Getty Images/iStockphoto

AWS & GenAI: A Computer Weekly Downtime Upload podcast

Listen to this podcast

We speak to Francessca Vasquez, vice president, professional services and GenAI Innovation Center for Amazon Web Services

Francessca Vasquez has worked in the IT industry for 25 year in a number of well-known firms including Oracle and Salesforce. In her current role, she looks after professional services and the GenAI innovation centre at AWS.

For Vasquez, innovation with technology is about digital disruption.

She says: “I've really spent my time trying to work directly with customers, helping them drive their business outcomes by leveraging technology.” She joined AWS seven years ago and is now very much focussed on artificial intelligence (AI).

“We're really driving digital disruption and leveraging the cloud as a way to enable businesses from startups to large enterprises to reinvent their business models.” Vasquez believes AI represented a major shift in enterprise IT. She says: “As you can imagine from the cloud to now generative AI, we're in a completely new era.”

Vasquez says Amazon has been doing AI and machine learning for well over 20 years. “If you think about some of the early innovations, where things like personalisation and recommendations were at the heart of some of our capabilities through our e-commerce site, much of that was AI and machine learning powered.

“We've been very fortunate in being able to expand what we've done,” she adds. “If you think about our fulfilment centres and how we think about robotics used for processing and sorting, that's all powered by machine learning. Our end to end supply chain and logistics and inventory and forecasting are also powered by machine learning. This has influenced how AWS is building services focused on AI, deep learning, machine learning and now generative AI.”

For Vasquez, enterprises building AI into their business strategy need to start out by considering the capabilities of their IT infrastructure, which is needed to build and train foundation models. At AWS, she says: “We've been investing very heavily in our own compute and custom silicon.”

Above the hardware, AWS operates a platform layer known as Bedrock for generative AI. Vasquez says: “This is really the managed services where we allow organisations to use large language models (LLMs) and foundation models.”

Bedrock offers what AWS calls a foundation for building and scaling secure generative AI (GenAI) applications. Specifically, it aims to provide a single platform via a single API (application programming interface) which Vasquez says, gives access to the company’s Titan LLM along with several third-party foundational models. These include the models provided by AI21 Labs, Cohere, Stability AI or Anthropic , Meta and Mistral AI.

She says: “What I get really excited about is at the top of our stack for generative AI is where you see innovation happening with the ability to build Gen AI applications.”

One of these AI applications is Amazon Q, a generative AI–powered assistant that can answer questions, provide summaries, generate content, and complete tasks based on data and information in enterprise systems. AWS says this can all be achieved securely.

Vasquez claims that Amazon Q will be revolutionary for software developers and businesses as it aims to transform the way work is done. It is being positioned by AWS as a tool to enable employees to be more creative, data-driven, efficient, prepared and productive.

SUPPLIED INFORMATION:
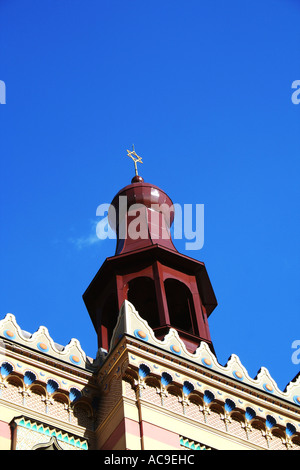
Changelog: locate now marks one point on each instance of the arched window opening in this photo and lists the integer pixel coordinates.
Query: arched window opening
(180, 306)
(141, 293)
(109, 318)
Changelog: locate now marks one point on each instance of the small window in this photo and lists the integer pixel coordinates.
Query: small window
(180, 306)
(142, 295)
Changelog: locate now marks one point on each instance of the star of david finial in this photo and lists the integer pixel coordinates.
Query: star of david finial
(136, 158)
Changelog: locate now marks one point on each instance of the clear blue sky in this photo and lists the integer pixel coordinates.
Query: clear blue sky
(203, 90)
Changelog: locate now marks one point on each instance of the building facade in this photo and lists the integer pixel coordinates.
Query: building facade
(156, 383)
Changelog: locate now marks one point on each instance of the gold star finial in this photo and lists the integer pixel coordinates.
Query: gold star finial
(136, 158)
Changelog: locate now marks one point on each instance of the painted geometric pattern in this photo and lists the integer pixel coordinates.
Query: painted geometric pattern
(189, 444)
(42, 342)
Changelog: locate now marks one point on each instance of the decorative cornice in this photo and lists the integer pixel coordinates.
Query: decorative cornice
(50, 431)
(42, 343)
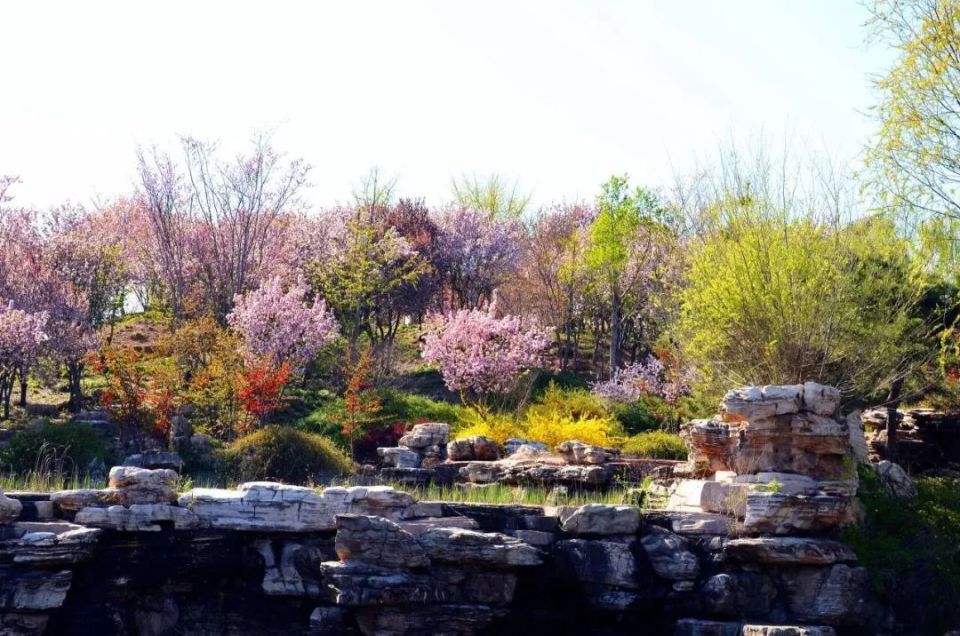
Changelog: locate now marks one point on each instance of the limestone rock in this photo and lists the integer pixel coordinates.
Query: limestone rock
(49, 544)
(9, 509)
(820, 399)
(895, 480)
(399, 457)
(669, 555)
(603, 562)
(138, 517)
(788, 551)
(602, 519)
(379, 541)
(474, 448)
(356, 584)
(576, 452)
(424, 435)
(783, 514)
(455, 545)
(760, 402)
(273, 507)
(514, 444)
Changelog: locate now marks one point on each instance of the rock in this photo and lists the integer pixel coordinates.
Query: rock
(602, 519)
(399, 457)
(515, 444)
(895, 480)
(138, 517)
(820, 399)
(783, 514)
(9, 509)
(698, 627)
(761, 402)
(419, 526)
(788, 551)
(834, 595)
(356, 584)
(602, 562)
(33, 590)
(669, 555)
(280, 574)
(787, 630)
(424, 435)
(134, 477)
(576, 452)
(49, 544)
(329, 621)
(448, 620)
(379, 541)
(474, 448)
(273, 507)
(458, 546)
(154, 459)
(858, 441)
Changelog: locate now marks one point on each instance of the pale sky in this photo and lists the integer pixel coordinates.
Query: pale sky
(558, 94)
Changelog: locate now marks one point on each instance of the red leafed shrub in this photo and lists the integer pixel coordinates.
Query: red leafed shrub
(260, 389)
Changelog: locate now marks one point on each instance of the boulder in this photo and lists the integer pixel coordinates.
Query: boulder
(424, 435)
(895, 480)
(474, 448)
(466, 547)
(399, 457)
(602, 519)
(761, 402)
(379, 541)
(9, 509)
(788, 551)
(820, 399)
(669, 554)
(576, 452)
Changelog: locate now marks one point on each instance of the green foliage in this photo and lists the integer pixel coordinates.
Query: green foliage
(655, 445)
(285, 454)
(911, 548)
(64, 449)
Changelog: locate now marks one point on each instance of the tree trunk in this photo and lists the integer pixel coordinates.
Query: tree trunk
(893, 418)
(616, 318)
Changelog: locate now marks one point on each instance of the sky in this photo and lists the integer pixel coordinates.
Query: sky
(556, 94)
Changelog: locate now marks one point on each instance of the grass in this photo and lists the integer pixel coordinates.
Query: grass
(523, 495)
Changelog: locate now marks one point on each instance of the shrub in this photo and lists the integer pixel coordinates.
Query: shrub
(911, 547)
(655, 445)
(284, 454)
(62, 448)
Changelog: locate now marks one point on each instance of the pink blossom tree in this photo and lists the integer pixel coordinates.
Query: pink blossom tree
(480, 354)
(21, 337)
(277, 323)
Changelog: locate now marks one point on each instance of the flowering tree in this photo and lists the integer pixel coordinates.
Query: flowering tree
(276, 323)
(21, 336)
(480, 353)
(649, 377)
(480, 253)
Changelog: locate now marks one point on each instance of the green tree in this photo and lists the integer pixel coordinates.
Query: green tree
(625, 250)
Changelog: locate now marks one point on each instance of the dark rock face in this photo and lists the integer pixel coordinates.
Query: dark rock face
(282, 560)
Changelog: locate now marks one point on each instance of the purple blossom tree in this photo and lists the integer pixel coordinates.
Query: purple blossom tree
(278, 324)
(21, 336)
(479, 252)
(481, 354)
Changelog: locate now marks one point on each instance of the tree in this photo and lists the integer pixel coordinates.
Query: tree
(364, 273)
(277, 324)
(914, 157)
(628, 246)
(495, 196)
(21, 336)
(481, 355)
(479, 253)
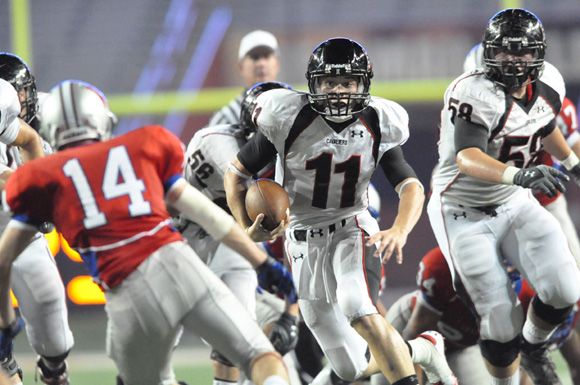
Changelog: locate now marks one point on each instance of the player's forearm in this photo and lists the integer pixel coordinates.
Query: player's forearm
(473, 162)
(411, 202)
(238, 240)
(555, 144)
(235, 187)
(29, 141)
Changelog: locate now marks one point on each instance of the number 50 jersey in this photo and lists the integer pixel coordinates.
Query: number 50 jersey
(326, 171)
(515, 130)
(107, 199)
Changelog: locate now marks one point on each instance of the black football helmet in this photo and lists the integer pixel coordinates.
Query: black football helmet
(249, 103)
(516, 32)
(15, 71)
(339, 56)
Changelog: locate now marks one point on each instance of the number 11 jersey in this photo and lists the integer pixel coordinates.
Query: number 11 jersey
(326, 171)
(107, 199)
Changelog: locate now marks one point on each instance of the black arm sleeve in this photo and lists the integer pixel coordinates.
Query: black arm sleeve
(395, 166)
(468, 134)
(257, 153)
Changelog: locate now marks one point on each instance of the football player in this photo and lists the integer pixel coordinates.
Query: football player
(436, 305)
(35, 279)
(493, 123)
(567, 122)
(258, 62)
(109, 201)
(329, 142)
(208, 155)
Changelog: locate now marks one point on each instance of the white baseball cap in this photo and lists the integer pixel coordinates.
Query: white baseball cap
(257, 38)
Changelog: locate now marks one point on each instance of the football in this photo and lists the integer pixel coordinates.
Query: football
(267, 197)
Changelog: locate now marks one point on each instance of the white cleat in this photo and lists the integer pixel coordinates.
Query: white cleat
(435, 366)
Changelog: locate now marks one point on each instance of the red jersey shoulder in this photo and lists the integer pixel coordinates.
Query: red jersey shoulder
(567, 118)
(434, 279)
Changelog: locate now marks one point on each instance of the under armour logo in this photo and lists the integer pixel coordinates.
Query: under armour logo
(355, 133)
(318, 232)
(301, 256)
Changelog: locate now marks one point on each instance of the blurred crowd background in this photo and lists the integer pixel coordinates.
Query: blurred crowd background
(174, 62)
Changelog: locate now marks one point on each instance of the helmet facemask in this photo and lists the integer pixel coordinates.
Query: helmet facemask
(343, 104)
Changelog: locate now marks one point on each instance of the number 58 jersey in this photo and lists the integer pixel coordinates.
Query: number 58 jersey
(326, 169)
(515, 129)
(107, 199)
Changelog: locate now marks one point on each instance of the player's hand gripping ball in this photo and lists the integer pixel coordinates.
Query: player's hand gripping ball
(269, 198)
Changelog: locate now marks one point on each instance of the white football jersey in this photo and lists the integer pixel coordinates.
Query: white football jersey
(514, 131)
(326, 173)
(208, 155)
(9, 111)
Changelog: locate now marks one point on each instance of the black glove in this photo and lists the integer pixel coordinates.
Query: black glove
(284, 334)
(7, 335)
(275, 278)
(544, 179)
(575, 172)
(45, 227)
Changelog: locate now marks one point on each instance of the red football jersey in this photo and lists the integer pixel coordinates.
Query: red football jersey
(567, 122)
(107, 199)
(458, 323)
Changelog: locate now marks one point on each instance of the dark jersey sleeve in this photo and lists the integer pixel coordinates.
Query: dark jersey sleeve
(257, 153)
(395, 166)
(469, 134)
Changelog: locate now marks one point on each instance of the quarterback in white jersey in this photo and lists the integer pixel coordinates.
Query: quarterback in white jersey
(482, 209)
(44, 310)
(329, 143)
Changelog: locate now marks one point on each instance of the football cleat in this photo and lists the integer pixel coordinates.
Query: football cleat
(538, 364)
(52, 376)
(435, 366)
(10, 367)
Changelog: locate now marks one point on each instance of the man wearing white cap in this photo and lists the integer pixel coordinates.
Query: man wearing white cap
(258, 61)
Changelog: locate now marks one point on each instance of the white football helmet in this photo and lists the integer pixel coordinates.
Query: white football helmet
(75, 111)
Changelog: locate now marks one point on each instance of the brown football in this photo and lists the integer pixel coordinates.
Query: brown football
(267, 197)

DIRECTIONS FOR THIS TASK: Duplicate the AWS and GenAI article from "Bedrock offers what" up to and including "and Mistral AI.". These entries come from a source separate from the AWS and GenAI article.

OUTPUT FOR THIS TASK:
Bedrock offers what AWS calls a foundation for building and scaling secure generative AI (GenAI) applications. Specifically, it aims to provide a single platform via a single API (application programming interface) which Vasquez says, gives access to the company’s Titan LLM along with several third-party foundational models. These include the models provided by AI21 Labs, Cohere, Stability AI or Anthropic , Meta and Mistral AI.